Supplied data section start

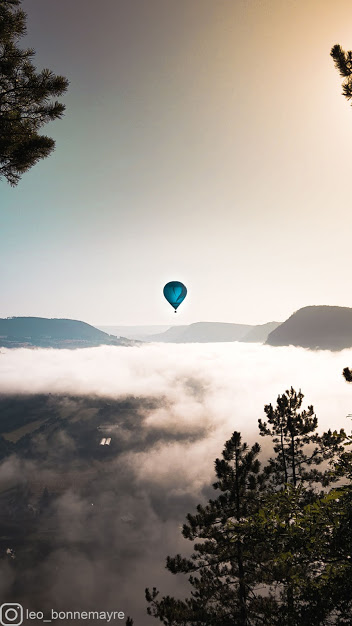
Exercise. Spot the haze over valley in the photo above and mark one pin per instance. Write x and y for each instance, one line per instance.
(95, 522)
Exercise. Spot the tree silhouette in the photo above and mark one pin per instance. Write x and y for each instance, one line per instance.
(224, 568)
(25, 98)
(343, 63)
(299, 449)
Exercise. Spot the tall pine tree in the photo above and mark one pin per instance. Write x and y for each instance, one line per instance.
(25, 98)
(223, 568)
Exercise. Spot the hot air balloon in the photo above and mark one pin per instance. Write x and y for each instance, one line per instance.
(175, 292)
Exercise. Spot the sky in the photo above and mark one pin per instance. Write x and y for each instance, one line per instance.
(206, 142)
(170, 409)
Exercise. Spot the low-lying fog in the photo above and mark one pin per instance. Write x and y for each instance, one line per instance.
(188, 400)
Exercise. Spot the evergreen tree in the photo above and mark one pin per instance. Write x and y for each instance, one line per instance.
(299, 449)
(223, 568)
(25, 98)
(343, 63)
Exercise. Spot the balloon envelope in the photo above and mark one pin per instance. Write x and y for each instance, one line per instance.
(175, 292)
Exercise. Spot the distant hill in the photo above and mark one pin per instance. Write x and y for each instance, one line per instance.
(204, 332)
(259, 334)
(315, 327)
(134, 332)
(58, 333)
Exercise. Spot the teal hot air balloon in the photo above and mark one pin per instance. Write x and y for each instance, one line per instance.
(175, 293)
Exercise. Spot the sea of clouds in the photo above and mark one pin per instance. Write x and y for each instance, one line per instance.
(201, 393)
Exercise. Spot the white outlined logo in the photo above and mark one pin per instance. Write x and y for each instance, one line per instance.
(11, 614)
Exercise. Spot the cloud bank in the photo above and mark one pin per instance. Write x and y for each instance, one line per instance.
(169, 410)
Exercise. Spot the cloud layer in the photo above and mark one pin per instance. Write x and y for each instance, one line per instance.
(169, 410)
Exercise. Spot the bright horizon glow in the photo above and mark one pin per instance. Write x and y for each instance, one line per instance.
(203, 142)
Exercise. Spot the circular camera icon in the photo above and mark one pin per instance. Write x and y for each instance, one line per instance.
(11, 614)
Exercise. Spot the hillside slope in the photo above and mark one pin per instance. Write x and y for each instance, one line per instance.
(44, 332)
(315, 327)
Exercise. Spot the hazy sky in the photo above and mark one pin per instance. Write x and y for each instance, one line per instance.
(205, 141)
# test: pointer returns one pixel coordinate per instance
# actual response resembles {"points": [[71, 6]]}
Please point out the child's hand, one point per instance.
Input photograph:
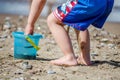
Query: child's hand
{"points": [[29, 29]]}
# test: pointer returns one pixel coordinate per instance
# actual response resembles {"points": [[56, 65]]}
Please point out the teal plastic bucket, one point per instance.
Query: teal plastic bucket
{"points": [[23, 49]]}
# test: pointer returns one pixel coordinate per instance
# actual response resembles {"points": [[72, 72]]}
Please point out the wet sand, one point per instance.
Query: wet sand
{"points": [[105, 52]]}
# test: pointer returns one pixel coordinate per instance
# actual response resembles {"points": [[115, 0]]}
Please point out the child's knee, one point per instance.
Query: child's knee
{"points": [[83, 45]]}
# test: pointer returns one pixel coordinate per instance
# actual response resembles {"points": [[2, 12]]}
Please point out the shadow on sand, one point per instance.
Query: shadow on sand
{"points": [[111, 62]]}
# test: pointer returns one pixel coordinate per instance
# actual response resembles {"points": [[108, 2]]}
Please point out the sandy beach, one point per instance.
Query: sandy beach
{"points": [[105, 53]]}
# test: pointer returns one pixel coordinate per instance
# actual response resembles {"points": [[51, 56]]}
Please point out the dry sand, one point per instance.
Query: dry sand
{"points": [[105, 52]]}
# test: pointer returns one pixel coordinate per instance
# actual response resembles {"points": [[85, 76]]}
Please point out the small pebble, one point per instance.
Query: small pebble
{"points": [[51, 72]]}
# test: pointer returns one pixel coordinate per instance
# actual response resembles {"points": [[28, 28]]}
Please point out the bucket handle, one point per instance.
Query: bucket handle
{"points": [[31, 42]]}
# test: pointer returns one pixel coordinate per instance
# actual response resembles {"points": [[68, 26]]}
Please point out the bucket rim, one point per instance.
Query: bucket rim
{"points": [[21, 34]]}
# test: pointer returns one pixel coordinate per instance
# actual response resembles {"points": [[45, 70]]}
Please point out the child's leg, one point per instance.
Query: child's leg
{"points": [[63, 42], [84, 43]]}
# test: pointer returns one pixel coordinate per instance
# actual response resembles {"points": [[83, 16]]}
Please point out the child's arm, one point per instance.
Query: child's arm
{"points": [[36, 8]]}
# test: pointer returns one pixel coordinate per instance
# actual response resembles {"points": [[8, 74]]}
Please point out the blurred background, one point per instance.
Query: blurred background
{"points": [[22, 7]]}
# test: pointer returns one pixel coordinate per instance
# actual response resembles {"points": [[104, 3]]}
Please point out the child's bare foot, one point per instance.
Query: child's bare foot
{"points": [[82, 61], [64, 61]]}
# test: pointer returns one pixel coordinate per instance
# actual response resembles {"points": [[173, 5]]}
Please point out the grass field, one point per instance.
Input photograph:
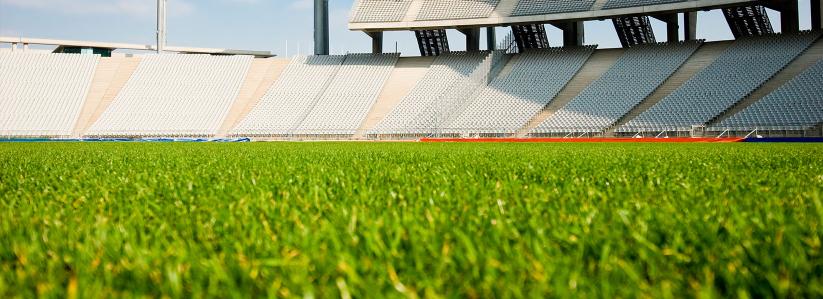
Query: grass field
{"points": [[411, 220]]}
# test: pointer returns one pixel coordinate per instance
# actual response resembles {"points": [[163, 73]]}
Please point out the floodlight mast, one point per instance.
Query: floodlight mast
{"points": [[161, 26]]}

Supplied data section end

§ Problem details
Counting the line that contains "Query: grass field" as the first, copy exactly every line through the end of the records, and nothing else.

§ Answer to this task
Query: grass field
{"points": [[411, 220]]}
# test: pointer returns one pixel coordinate per instance
# actual response resembles {"points": [[163, 73]]}
Please point out the floodlight mast, one point per instance.
Query: floodlight mast
{"points": [[161, 26]]}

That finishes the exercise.